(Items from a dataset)
◆ ◆ ◆ ◆ ◆ ◆ ◆
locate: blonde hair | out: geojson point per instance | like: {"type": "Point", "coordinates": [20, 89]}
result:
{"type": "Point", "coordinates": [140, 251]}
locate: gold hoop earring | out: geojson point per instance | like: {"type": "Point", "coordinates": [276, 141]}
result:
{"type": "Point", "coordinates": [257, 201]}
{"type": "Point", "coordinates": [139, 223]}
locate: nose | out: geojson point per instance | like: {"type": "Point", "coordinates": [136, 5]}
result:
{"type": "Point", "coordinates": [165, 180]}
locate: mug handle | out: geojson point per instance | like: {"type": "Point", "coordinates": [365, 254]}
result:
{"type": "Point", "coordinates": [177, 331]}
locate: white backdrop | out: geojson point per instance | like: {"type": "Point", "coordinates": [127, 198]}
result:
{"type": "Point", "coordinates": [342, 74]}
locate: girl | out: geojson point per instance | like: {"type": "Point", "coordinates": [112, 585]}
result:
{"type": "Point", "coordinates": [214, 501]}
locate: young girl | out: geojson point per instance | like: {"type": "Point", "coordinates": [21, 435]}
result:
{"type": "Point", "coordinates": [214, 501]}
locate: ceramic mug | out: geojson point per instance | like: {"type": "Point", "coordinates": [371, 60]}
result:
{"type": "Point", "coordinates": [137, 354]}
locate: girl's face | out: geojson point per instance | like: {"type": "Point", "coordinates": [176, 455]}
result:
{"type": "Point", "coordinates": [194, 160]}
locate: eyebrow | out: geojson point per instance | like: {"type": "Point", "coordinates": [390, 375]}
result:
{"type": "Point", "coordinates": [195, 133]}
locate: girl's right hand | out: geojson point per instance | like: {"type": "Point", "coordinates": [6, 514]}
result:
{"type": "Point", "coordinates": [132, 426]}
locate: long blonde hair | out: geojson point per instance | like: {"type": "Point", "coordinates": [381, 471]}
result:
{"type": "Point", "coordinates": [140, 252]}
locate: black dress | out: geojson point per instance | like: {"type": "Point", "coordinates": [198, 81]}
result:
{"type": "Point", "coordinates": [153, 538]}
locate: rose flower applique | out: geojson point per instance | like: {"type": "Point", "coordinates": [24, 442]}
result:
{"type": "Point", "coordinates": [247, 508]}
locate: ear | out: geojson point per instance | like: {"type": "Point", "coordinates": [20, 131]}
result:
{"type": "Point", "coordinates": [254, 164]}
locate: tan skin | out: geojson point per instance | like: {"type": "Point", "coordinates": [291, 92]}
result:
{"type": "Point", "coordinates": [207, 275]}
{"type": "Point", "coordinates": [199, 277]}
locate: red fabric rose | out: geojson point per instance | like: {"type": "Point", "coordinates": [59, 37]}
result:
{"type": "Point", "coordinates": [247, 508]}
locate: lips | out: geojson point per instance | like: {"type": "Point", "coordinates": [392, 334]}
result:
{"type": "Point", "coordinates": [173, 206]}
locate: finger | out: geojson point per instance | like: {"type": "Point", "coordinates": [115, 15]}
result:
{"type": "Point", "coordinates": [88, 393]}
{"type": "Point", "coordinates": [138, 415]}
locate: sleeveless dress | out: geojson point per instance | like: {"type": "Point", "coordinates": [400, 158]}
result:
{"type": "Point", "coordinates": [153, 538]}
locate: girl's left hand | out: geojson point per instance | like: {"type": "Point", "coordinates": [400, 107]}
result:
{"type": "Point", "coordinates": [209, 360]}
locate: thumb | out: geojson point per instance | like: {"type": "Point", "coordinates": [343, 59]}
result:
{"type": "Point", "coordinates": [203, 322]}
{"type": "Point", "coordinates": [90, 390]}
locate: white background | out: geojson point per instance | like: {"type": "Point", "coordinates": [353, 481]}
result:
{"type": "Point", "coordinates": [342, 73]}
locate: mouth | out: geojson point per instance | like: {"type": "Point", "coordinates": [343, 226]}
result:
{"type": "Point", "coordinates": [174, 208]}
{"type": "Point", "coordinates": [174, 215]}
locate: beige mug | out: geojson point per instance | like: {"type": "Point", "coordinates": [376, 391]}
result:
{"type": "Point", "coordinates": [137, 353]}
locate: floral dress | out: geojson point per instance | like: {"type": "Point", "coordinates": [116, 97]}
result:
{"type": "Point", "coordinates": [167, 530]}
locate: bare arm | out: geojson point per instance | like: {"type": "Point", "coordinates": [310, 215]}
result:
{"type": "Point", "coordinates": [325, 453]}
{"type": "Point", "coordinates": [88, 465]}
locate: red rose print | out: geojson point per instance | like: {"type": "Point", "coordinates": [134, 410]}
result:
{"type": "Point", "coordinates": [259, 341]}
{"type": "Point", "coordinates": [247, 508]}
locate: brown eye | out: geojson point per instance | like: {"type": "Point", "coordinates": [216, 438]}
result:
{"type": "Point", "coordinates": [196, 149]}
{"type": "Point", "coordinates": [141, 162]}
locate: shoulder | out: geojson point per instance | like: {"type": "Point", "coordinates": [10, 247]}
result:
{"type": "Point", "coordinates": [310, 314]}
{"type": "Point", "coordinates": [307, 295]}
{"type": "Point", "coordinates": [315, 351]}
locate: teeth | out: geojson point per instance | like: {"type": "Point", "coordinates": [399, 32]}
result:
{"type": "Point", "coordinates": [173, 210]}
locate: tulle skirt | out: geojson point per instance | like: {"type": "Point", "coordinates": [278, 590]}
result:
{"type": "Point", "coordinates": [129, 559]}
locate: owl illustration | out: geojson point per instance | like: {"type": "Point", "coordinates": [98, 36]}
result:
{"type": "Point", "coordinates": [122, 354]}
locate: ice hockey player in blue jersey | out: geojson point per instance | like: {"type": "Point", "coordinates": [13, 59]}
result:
◆ ◆ ◆ ◆ ◆ ◆ ◆
* What the exercise asks
Transcribe, word for word, the data above from its first line through the line with "locate: young girl", and include nothing else.

* Completed exercise
locate: blonde hair | out: geojson point per instance | like: {"type": "Point", "coordinates": [20, 89]}
result:
{"type": "Point", "coordinates": [140, 251]}
locate: gold hoop earring | out: geojson point per instance | like: {"type": "Point", "coordinates": [276, 141]}
result:
{"type": "Point", "coordinates": [257, 201]}
{"type": "Point", "coordinates": [139, 223]}
locate: nose | out: geojson point per instance | like: {"type": "Point", "coordinates": [136, 5]}
result:
{"type": "Point", "coordinates": [165, 180]}
locate: mug handle | out: geojson point per instance | like: {"type": "Point", "coordinates": [365, 254]}
result:
{"type": "Point", "coordinates": [177, 331]}
locate: white backdrop | out: geojson point per instance | like: {"type": "Point", "coordinates": [127, 198]}
result:
{"type": "Point", "coordinates": [342, 74]}
locate: girl | out: geojson point per instance | like: {"type": "Point", "coordinates": [112, 585]}
result:
{"type": "Point", "coordinates": [214, 501]}
locate: young girl | out: geojson point per instance | like: {"type": "Point", "coordinates": [21, 435]}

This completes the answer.